--- Source extract ---
-------------------------

Save Our
Sydney Suburbs (NSW) Inc.
News
Release December 2003
Due Process in NSW 2
Hi SOS Members
We know that the State Government cannot justify its high-density policies.
The politicians can provide no evidence that urban consolidation will be for
the overall public good. They cram more and more people into our suburbs without
upgrading infrastructure. The result is human tragedy in our hospitals, out-of
control crime, stifling traffic congestion, crumbling public transport, overflowing
sewers, water shortages, power outages and unaffordable house prices.
The real driver behind this iniquitous imposition onto our society is of course
developer donations (as was first publicised by us in Quentin Dempster's ABCTV
Stateline program of 30 March 2001).
An important article was published in the Australian Financial Review of 12
December. "Insiders, spin-doctors and dog-whistlers" by John
Menadue discusses the growing threat to our democracy. It states:
"Money has replaced (political party) membership as the driving force
in political campaigns. In America it is called dononcracy. In NSW the ALP is
so successful in raising money from the corporate sector, and property developers
in particular, that it can largely ignore party members. Insiders with access
to money rule the party, not its membership. ................... While the major
parties refuse to treat the community seriously, and run away from public discussion,
their natural constituencies will remain disenfranchised. Those enfranchised
are property developers and a handful of voters who are polled in swinging electorates".
We know that during the 1999 NSW electoral cycle developers gave more than a
million dollars to the NSW ALP which is more than four times the amount donated
by their traditional support base, the unions. And we know that developers have
an unwholesome input into the development and implementation of planning policies
in the Department of Infrastructure Planning and Natural Resources. Developers
sit on the Minister's Residential Strategy Advisory Committee. Councils are
instructed to "provide evidence of thorough consultation with the development
industry" when drawing up residential strategies - developers who subsequently
will make profits from the implementation of these strategies. This presents
possibilities of a disquieting conflict of interest.

-------------------------

--- Material supplied ---

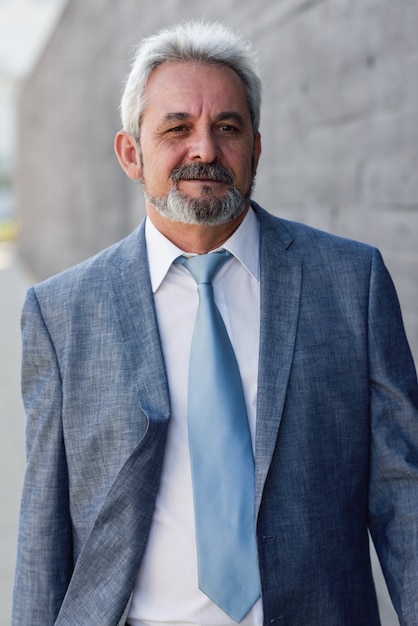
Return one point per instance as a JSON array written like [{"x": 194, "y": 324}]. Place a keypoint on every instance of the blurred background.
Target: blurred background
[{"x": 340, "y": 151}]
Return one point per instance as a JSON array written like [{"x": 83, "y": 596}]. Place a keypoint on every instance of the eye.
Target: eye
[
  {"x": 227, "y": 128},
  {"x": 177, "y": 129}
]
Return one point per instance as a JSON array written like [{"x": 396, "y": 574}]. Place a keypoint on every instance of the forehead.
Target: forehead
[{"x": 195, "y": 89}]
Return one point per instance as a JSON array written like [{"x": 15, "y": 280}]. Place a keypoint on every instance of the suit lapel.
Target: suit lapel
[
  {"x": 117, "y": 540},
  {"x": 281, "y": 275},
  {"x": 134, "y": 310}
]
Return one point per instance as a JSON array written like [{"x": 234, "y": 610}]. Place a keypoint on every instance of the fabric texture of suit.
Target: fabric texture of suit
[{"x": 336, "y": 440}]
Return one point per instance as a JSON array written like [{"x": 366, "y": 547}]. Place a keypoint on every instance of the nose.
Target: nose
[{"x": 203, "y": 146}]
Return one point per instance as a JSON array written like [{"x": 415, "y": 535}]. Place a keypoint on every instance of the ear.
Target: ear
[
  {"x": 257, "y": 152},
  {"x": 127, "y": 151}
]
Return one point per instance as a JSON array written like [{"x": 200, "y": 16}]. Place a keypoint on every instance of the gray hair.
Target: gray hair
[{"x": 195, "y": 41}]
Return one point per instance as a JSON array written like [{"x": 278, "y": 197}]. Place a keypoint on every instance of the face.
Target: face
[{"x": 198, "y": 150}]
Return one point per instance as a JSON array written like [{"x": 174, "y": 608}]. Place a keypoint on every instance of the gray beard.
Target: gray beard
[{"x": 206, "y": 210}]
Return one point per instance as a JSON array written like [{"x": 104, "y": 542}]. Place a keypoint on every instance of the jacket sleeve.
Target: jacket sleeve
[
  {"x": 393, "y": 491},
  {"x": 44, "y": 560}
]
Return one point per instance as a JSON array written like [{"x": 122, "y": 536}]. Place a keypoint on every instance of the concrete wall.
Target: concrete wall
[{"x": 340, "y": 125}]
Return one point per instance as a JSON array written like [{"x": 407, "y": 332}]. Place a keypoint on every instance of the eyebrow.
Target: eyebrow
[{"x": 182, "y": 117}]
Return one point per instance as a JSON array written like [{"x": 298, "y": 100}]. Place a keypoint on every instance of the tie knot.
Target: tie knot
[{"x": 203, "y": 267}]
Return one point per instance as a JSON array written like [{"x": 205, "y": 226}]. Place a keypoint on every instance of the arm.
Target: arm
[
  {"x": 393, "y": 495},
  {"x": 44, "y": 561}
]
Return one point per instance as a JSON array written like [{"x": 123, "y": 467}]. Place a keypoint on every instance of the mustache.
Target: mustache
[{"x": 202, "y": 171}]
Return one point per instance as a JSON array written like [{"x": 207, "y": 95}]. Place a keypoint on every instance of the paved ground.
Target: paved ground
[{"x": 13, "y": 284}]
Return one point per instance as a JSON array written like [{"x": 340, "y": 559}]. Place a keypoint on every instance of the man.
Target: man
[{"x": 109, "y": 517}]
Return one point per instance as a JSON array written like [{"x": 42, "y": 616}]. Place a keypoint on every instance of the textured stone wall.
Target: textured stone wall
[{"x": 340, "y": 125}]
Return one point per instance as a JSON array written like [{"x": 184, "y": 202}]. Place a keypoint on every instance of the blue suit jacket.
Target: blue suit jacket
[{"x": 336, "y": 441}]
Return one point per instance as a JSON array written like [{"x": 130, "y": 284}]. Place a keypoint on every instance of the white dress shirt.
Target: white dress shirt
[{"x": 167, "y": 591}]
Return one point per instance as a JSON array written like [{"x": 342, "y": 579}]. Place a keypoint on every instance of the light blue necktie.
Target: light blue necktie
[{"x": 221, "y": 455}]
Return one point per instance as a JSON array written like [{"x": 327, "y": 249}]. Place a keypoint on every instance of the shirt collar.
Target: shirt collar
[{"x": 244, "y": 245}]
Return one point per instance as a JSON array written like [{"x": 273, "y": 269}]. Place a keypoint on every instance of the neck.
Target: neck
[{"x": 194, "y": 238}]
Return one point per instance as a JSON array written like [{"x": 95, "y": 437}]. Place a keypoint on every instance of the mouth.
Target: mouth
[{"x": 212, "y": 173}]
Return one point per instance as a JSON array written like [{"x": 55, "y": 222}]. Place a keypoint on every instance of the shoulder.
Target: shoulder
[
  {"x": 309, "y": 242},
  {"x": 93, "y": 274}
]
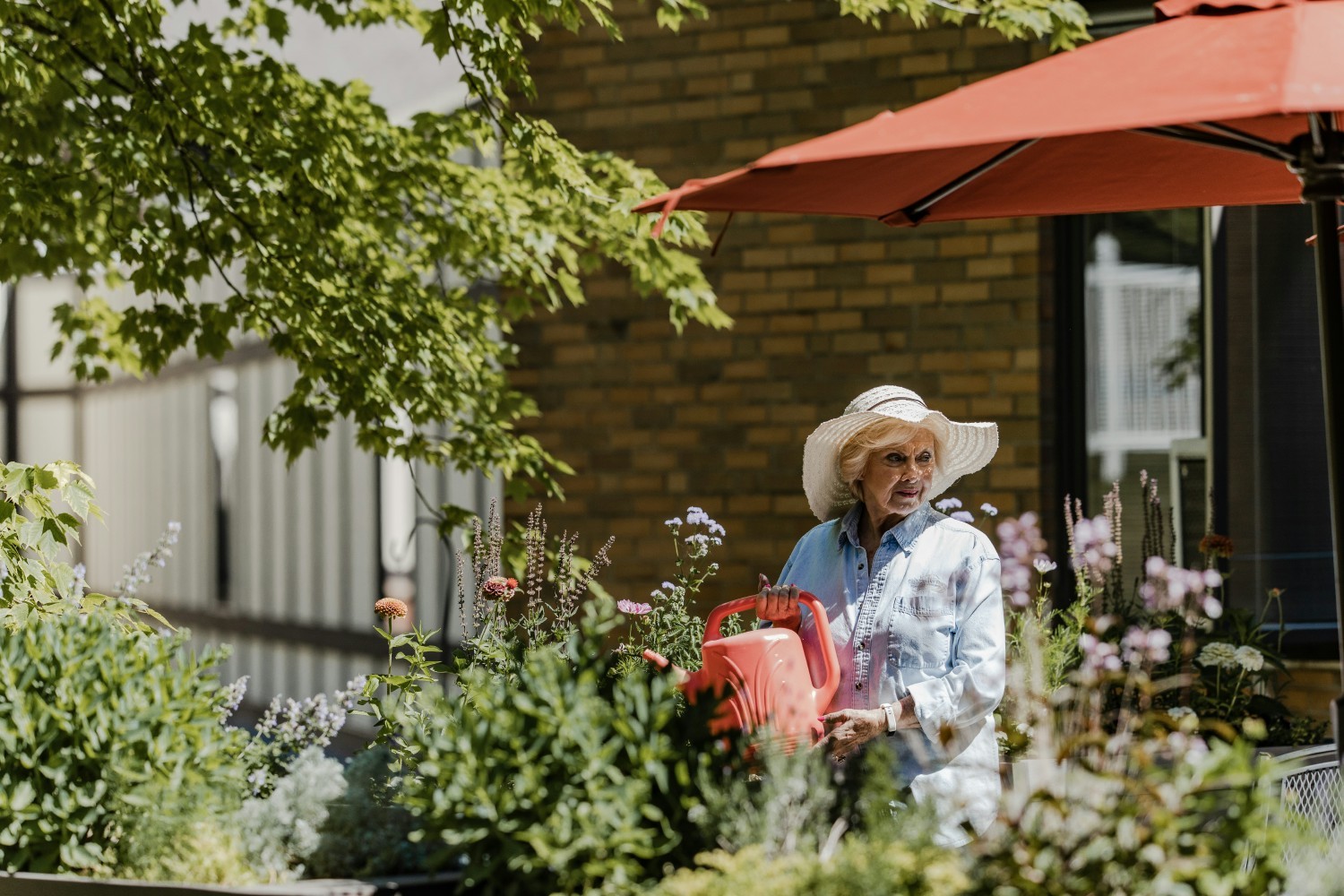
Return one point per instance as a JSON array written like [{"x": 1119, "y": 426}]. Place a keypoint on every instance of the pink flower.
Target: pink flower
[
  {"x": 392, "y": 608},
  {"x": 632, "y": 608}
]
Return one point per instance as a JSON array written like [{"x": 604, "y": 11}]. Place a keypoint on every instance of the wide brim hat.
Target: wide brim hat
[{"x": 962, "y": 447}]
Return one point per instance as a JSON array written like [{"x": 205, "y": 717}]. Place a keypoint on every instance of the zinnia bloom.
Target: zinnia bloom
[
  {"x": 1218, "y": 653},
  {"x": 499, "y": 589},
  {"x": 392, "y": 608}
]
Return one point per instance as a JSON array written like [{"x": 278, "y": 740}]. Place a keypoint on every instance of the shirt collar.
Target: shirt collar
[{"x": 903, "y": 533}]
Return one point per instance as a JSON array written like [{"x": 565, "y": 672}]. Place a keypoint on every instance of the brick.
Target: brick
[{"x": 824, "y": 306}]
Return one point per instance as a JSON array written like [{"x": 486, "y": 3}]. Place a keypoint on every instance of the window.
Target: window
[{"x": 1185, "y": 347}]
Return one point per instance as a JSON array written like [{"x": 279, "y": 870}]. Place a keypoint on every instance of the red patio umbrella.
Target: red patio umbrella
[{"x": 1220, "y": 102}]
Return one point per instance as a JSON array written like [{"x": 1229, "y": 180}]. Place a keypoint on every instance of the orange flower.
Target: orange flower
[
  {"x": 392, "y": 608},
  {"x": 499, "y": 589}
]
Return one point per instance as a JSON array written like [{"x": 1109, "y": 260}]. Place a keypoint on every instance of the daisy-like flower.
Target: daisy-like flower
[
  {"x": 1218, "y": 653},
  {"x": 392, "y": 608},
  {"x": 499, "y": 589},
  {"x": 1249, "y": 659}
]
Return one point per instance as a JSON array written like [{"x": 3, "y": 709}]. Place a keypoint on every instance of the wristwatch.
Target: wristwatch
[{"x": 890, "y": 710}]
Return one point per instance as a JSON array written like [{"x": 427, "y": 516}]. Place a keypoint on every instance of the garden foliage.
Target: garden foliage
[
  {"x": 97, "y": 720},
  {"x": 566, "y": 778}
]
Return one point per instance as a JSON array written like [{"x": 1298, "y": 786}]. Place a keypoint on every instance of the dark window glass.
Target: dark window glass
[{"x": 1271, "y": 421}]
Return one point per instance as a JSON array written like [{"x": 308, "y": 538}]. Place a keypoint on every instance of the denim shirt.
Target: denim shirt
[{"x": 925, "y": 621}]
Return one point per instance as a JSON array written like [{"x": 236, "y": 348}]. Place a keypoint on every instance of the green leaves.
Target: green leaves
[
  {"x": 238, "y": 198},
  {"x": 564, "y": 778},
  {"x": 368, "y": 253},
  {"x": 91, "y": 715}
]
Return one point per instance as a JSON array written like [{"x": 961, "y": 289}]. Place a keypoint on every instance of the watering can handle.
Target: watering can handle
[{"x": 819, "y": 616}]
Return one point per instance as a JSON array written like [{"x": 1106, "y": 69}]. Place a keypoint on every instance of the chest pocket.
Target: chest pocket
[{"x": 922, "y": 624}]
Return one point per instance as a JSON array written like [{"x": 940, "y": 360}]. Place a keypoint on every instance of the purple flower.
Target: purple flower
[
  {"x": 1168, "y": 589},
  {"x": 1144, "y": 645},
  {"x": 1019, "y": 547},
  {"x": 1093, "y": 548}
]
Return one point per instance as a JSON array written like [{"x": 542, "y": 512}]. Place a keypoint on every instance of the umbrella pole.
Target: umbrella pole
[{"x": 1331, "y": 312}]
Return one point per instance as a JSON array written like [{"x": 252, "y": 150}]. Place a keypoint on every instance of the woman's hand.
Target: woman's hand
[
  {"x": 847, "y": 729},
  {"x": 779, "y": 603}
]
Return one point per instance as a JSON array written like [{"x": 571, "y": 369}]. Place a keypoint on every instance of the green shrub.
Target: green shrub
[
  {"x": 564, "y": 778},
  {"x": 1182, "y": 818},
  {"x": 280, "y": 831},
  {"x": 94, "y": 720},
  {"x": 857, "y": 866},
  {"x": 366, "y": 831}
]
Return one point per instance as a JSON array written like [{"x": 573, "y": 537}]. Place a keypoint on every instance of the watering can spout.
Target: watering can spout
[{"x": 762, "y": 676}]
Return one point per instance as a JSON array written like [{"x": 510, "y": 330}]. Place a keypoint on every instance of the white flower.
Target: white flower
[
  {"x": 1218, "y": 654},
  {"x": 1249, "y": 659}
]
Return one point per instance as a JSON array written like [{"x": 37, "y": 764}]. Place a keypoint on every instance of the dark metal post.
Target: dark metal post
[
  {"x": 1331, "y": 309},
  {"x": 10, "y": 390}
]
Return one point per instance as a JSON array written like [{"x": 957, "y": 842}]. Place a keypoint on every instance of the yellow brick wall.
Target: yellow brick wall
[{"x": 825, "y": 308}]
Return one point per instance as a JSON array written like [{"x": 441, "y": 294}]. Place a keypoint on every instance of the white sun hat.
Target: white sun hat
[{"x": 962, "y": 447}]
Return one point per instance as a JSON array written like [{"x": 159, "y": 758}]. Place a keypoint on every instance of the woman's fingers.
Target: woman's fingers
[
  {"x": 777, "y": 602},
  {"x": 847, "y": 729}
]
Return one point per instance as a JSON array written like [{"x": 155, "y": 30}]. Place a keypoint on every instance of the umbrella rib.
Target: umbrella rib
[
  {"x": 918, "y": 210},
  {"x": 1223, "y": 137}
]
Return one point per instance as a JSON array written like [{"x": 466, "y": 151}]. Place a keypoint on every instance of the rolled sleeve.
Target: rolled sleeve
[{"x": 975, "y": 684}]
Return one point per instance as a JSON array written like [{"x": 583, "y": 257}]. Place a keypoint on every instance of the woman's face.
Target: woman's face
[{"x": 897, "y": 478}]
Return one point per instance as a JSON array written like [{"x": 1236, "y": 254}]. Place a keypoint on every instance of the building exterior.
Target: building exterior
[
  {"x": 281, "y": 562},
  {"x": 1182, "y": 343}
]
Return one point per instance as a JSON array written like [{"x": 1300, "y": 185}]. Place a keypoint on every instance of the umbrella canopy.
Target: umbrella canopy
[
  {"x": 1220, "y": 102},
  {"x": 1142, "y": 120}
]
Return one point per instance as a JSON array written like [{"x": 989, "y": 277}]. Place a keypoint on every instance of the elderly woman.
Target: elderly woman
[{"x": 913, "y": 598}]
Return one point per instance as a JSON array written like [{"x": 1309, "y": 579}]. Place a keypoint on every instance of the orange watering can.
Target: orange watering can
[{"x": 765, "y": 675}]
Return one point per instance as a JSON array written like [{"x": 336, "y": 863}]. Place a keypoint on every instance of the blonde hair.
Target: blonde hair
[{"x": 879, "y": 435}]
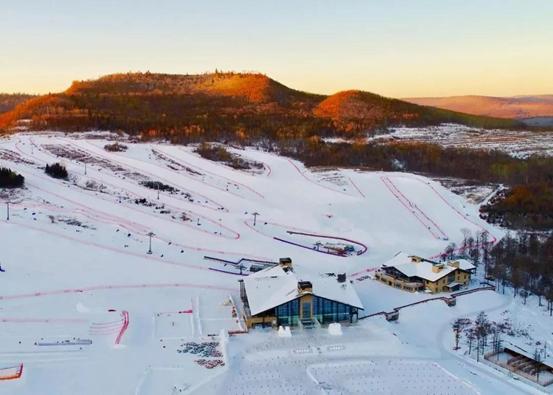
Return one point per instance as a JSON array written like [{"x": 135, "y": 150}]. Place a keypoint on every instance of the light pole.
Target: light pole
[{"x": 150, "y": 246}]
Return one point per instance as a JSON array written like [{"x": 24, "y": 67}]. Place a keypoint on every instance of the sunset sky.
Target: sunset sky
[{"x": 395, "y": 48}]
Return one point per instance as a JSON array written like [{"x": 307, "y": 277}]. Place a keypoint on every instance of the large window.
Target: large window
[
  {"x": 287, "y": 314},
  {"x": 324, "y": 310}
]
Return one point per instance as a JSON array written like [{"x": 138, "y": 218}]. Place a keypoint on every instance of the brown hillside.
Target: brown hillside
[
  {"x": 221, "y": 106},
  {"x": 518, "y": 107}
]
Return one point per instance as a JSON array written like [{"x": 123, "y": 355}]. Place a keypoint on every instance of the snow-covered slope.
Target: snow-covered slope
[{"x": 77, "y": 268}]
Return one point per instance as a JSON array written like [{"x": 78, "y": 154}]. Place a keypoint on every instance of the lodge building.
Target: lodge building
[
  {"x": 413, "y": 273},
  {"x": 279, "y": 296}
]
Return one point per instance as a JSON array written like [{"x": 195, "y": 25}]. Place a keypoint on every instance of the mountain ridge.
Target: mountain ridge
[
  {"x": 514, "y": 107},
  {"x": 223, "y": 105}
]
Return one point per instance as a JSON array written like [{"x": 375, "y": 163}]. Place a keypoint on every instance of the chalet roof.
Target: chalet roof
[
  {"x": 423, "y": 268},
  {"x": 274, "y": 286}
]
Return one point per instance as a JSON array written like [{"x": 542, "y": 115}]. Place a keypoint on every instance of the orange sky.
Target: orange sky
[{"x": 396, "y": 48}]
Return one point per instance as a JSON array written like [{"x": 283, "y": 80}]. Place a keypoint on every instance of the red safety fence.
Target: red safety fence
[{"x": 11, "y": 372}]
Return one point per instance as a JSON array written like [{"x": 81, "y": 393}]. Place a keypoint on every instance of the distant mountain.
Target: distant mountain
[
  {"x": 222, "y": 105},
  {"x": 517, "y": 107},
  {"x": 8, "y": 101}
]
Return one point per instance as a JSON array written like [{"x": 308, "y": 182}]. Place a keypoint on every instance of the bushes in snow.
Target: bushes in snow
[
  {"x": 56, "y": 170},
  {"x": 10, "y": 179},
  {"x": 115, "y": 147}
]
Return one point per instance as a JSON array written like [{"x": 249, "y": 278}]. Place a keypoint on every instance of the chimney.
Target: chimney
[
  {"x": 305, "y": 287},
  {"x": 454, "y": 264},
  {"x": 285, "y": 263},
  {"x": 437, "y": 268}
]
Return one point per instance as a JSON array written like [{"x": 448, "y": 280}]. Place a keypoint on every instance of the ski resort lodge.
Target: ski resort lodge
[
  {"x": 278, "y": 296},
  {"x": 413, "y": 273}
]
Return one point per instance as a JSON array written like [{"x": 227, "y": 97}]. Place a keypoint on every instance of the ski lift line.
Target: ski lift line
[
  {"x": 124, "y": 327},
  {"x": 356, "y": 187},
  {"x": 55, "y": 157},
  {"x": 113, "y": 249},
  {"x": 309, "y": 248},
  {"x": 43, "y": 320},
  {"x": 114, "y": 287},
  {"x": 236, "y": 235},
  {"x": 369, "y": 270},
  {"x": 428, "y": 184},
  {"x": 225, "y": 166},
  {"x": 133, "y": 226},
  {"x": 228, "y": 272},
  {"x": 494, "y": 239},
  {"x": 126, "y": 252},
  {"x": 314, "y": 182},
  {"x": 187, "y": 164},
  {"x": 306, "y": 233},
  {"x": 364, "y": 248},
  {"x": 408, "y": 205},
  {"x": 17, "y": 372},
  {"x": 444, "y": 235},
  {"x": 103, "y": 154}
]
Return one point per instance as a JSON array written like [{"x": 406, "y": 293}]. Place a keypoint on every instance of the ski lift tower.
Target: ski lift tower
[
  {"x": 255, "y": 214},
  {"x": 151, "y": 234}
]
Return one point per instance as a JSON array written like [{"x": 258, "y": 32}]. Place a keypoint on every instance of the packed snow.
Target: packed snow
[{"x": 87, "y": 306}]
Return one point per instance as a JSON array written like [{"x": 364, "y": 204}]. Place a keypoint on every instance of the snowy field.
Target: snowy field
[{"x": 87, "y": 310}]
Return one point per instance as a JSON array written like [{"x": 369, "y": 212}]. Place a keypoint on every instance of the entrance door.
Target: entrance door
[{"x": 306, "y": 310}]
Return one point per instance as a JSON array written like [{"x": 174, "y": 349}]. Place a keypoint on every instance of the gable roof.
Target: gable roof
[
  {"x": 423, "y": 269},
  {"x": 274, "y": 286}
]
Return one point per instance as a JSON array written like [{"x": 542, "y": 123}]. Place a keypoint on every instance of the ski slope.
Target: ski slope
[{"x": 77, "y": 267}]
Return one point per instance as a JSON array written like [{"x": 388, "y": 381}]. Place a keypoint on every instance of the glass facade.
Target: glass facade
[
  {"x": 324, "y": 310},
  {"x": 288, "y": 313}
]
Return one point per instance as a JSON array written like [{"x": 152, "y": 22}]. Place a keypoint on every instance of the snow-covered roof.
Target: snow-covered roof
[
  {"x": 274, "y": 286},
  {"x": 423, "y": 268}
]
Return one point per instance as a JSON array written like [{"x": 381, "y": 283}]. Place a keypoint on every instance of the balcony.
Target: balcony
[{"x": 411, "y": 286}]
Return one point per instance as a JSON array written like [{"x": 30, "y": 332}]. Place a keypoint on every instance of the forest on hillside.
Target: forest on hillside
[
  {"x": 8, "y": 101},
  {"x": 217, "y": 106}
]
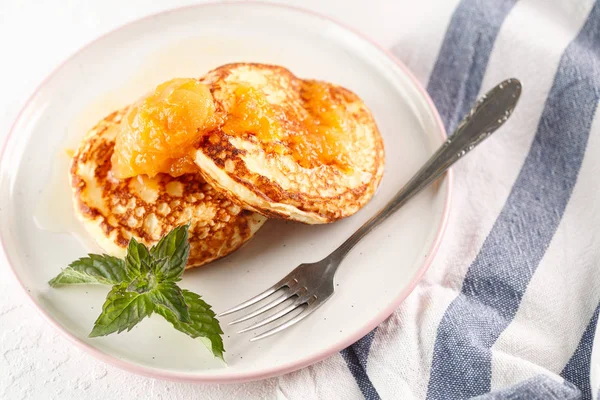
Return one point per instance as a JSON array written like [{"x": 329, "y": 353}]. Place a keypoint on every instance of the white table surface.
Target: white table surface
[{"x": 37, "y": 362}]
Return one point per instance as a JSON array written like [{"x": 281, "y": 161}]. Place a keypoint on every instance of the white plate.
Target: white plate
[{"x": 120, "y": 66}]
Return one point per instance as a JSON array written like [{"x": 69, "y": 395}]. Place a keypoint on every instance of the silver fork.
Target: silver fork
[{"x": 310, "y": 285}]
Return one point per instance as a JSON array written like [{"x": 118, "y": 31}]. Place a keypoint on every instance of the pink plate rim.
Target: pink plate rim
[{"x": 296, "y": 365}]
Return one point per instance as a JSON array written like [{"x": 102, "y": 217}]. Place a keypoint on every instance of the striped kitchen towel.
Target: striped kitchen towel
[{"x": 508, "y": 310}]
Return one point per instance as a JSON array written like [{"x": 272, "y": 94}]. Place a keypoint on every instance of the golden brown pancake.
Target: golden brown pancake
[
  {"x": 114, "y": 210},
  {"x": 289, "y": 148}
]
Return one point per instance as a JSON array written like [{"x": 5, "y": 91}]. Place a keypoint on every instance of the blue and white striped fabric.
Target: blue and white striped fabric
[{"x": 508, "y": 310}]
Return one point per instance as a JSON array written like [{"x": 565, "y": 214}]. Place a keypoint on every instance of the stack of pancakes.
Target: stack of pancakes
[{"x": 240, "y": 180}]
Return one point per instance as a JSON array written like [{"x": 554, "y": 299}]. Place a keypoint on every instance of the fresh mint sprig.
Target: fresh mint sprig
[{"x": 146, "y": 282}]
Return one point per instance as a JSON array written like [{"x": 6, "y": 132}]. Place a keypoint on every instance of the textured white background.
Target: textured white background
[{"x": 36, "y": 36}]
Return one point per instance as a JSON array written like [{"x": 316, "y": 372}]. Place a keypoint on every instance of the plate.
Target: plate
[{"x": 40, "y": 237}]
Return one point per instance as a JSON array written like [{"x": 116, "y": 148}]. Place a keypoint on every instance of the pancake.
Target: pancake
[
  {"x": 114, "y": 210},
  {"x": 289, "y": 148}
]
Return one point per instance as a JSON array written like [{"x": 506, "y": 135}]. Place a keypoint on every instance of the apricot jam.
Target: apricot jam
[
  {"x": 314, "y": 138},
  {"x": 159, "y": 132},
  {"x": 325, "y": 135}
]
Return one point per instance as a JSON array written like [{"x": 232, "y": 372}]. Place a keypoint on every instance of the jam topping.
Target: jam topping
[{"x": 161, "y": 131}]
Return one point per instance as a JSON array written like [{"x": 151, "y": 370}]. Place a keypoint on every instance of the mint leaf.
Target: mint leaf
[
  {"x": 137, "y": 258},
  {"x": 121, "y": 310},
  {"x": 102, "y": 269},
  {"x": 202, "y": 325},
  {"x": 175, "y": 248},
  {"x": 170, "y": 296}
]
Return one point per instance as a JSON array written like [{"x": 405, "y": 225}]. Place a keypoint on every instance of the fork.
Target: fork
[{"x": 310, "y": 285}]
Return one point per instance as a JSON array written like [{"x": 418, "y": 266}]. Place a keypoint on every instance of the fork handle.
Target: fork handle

-------------------------

--- Task to complete ---
Please list every result that the news release attributes to cramming more people into the suburbs without upgrading infrastructure.

--- Expected answer ---
- Human tragedy in our hospitals
- Out-of-control crime
- Stifling traffic congestion
- Crumbling public transport
- Overflowing sewers
- Water shortages
- Power outages
- Unaffordable house prices